-- SELECTED EXCERPT start --

Event

Critical Perspectives on Science

Organised by Stichting Otherwise Wageningen
Date

Thu 16 January 2020 20:00 to 22:00

Venue Impulse, building number 115
Stippeneng 2
115
6708 WE Wageningen
+31 (0) 317 - 482828
We students read scientific articles, learn from professors and attempt to carry out research ourselves. But how has this scientific system developed, what are its goals, what are its successes and consequences, which in hindsight have been huge?

Undoubtedly, science has proved to be very successful. The quality of our lives couldn’t be of such high quality without it. However, the earth and a big part of the earth’s population does not benefit as such from new scientific insights and scientific based policies. This evening we want to talk about how do we know things, whether there is one Truth, the limitations of science and alternative methodologies. We think these discussions are important to create a science system that is inclusive and embraces a variety of opinions.

This evening we will interview two speakers, while also inviting the audience to ask their questions and give comments in order to create an interactive dialogue.

-- SELECTED EXCERPT end --
-- RECORD EXTRACTS start --

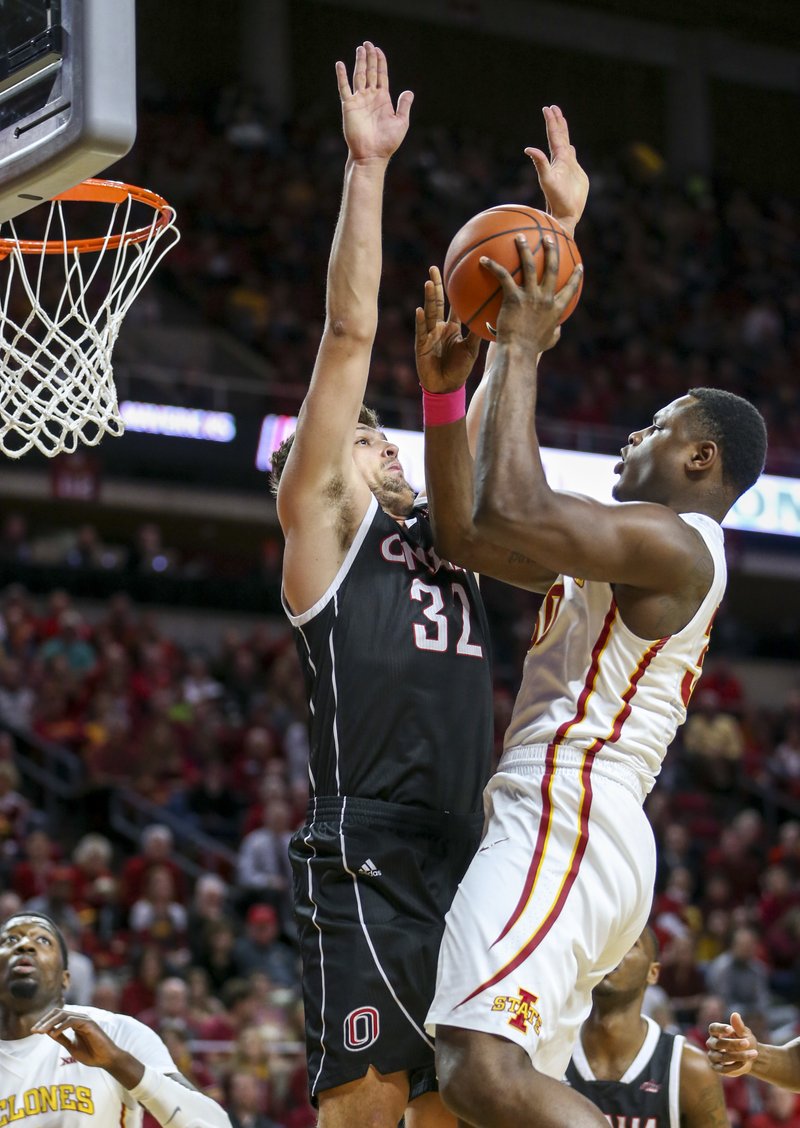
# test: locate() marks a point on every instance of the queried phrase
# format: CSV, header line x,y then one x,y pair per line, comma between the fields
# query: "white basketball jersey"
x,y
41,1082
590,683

-- RECORD EXTRACTS end --
-- RECORD EXTRACTS start --

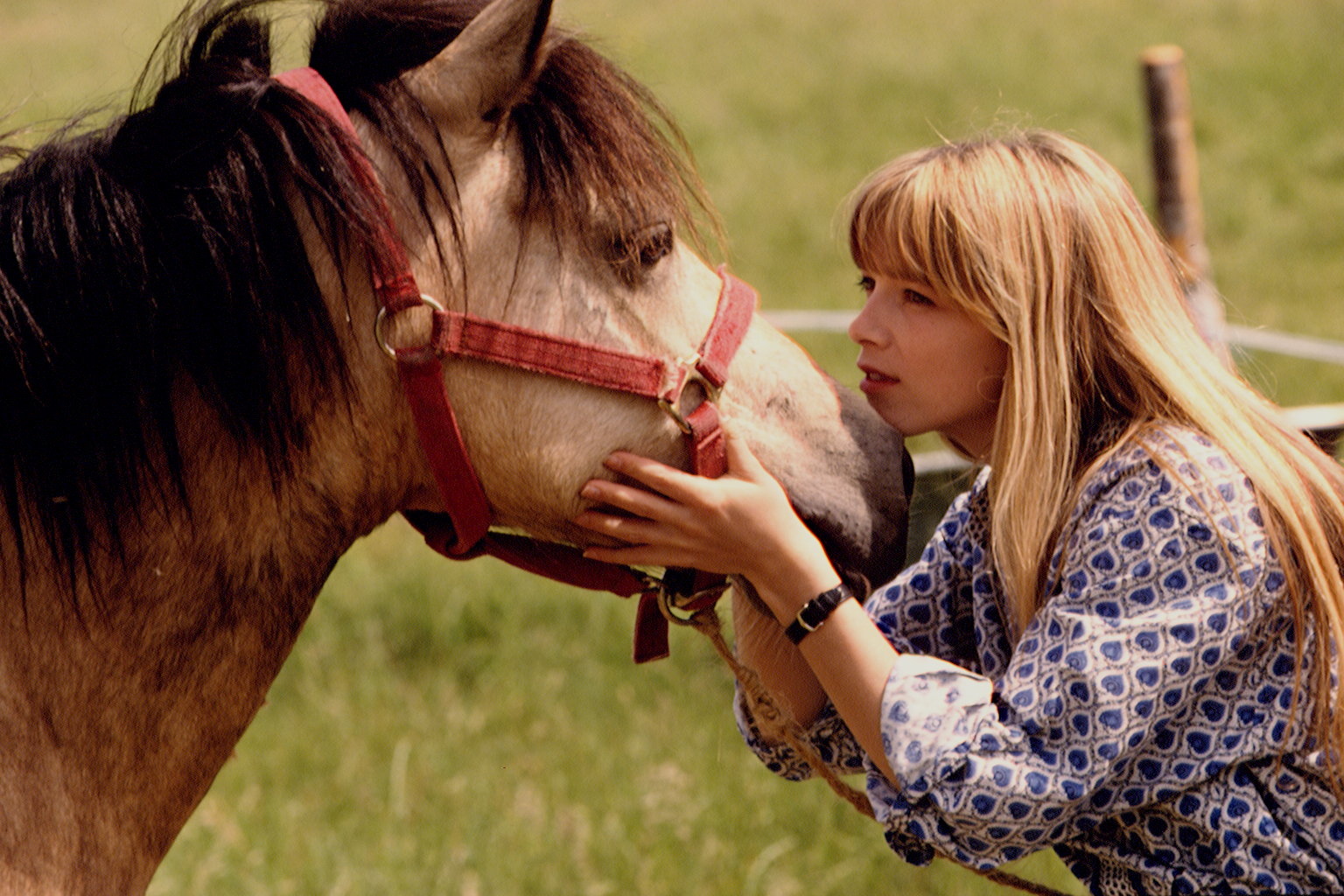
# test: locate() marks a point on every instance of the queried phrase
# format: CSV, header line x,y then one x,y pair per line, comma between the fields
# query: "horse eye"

-- RECORD EXTRACTS end --
-- RECORD EXTRACTS start --

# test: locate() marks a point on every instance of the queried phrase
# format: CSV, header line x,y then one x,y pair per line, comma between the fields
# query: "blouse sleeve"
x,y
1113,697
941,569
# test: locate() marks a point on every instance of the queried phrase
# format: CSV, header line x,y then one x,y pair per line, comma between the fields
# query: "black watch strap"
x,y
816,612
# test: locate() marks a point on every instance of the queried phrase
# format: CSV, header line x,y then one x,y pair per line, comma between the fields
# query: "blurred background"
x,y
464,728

-- RECORD EXTRACTS end --

■ DIRECTIVES ■
A – Summarize the event announcement on critical perspectives on science in two sentences.
B – Extend the event announcement on critical perspectives on science by one short paragraph, picking up after its final sentence.

■ ANSWERS FOR THE EXERCISE ■
A – On Thursday 16 January 2020, from 20:00 to 22:00, Stichting Otherwise Wageningen is holding an evening at Impulse in Wageningen to discuss how we know things, whether there is one Truth, the limitations of science and alternative methodologies. The organizers consider these discussions important for creating an inclusive science system that embraces a variety of opinions, and the evening will combine interviews with two speakers with audience questions and comments.

B –
One of the speakers will be Jan Warndorff, author of the book ‘Geen idee’ – which translates as both ‘No idea/Not an idea’ - in which he states that Western culture has been focusing for ages on rationally understanding reality, approaching it as something at a distance from us humans. He proposes that we see reality not as something at a distance, but as ‘this what’s happening here’, of which we are just as much a part as well. How does this affect our relation with science?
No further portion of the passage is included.